A Selection of 25 Top Papers for 25 Years of WSC

Selected Papers

01

The Anatomy of Search: Google's Early Architecture

The Anatomy of a Large-Scale Hypertextual Web Search Engine, Sergey Brin and Lawrence Page, Computer Networks, 30 (1998), pp. 107-117

This paper marked the beginning of modern web search, demonstrating that the web's hyperlink graph measures page authority (captured by the PageRank algorithm) and greatly improves ranking. The Google prototype also revealed the significant descriptive power of anchor text, successfully utilizing these external labels to improve accuracy. We all take ranking for granted, but this paper showed how to get superior search relevance over content-only methods. Last but not least, their prototype demonstrated one of the key WSC approaches by sharding their web index across inexpensive commodity hardware.

Why we picked this paper:

"It's the classic search engine paper. And it got rejected by the major conference in the field."

------------------------------------------------------------

_PROBLEMS AND TASKS_.
a - In the WSC paper selection, which algorithm captures page authority from the web's hyperlink graph?
b - In the WSC paper selection, write out the passage from "The Anatomy of a" up to and including "inexpensive commodity hardware.", replacing "prototype" with "system".
c - Write the next part of the WSC paper selection, picking up after its last sentence.
The records after this point are separate from the WSC paper selection.

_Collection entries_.
------------------------------------------------------------

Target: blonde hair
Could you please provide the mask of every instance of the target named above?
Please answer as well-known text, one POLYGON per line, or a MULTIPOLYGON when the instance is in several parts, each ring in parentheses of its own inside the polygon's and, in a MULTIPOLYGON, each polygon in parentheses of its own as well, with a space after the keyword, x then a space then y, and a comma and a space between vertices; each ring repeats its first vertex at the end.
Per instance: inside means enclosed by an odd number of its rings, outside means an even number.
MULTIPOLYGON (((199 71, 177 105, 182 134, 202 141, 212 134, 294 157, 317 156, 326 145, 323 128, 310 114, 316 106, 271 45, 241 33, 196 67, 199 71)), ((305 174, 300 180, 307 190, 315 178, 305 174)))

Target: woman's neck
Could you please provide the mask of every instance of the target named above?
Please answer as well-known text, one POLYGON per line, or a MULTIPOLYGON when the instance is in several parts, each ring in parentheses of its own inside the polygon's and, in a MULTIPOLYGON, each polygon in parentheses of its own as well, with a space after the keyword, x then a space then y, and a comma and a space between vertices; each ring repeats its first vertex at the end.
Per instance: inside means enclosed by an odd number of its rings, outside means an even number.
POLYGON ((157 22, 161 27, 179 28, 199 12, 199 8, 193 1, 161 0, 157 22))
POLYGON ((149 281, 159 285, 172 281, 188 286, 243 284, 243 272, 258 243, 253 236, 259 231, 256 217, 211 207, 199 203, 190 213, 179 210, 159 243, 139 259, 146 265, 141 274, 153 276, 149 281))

------------------------------------------------------------

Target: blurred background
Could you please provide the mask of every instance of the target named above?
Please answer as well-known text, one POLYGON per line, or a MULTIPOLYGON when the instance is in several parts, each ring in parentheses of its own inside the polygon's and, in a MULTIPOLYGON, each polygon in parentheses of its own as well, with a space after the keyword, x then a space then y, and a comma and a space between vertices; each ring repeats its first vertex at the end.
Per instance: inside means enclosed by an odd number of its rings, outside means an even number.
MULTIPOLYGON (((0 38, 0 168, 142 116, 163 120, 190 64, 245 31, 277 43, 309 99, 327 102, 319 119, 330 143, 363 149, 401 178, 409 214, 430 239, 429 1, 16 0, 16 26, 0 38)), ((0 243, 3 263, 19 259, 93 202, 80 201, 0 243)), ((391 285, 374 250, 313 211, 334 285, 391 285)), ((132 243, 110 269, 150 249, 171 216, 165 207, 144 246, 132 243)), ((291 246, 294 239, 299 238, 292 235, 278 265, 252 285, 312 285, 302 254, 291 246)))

------------------------------------------------------------

_RESULTS IN ORDER_.
a - PageRank

b -
The Anatomy of a Large-Scale Hypertextual Web Search Engine, Sergey Brin and Lawrence Page, Computer Networks, 30 (1998), pp. 107-117

This paper marked the beginning of modern web search, demonstrating that the web's hyperlink graph measures page authority (captured by the PageRank algorithm) and greatly improves ranking. The Google system also revealed the significant descriptive power of anchor text, successfully utilizing these external labels to improve accuracy. We all take ranking for granted, but this paper showed how to get superior search relevance over content-only methods. Last but not least, their system demonstrated one of the key WSC approaches by sharding their web index across inexpensive commodity hardware.

c -
02

Web Search for a Planet: The Google Cluster Architecture

Web Search for a Planet: The Google Cluster Architecture, Luiz Andre Barroso, Jeffrey Dean, Urs Hölzle, IEEE Micro, 23 (2003), pp. 22-28

By 2003, Google's architecture had evolved quite a bit from the 1998 prototype that maxed out at two queries per second, and the conceptual ideas of the original prototype had been proven to work in practice. Clusters of 15,000 commodity PCs used sharding to provide horizontal scaling and redundancy. Some of the more frequent hardware failures were now handled automatically. The servers themselves were managed in a relatively manual way because Borg and Linux containers had not been conceived yet. Last but not least, the paper is one of the first ones to discuss power and energy as important system attributes.

Why we picked this paper:

"It's a short but detailed description of the first real-world WSC stack, optimized for websearch."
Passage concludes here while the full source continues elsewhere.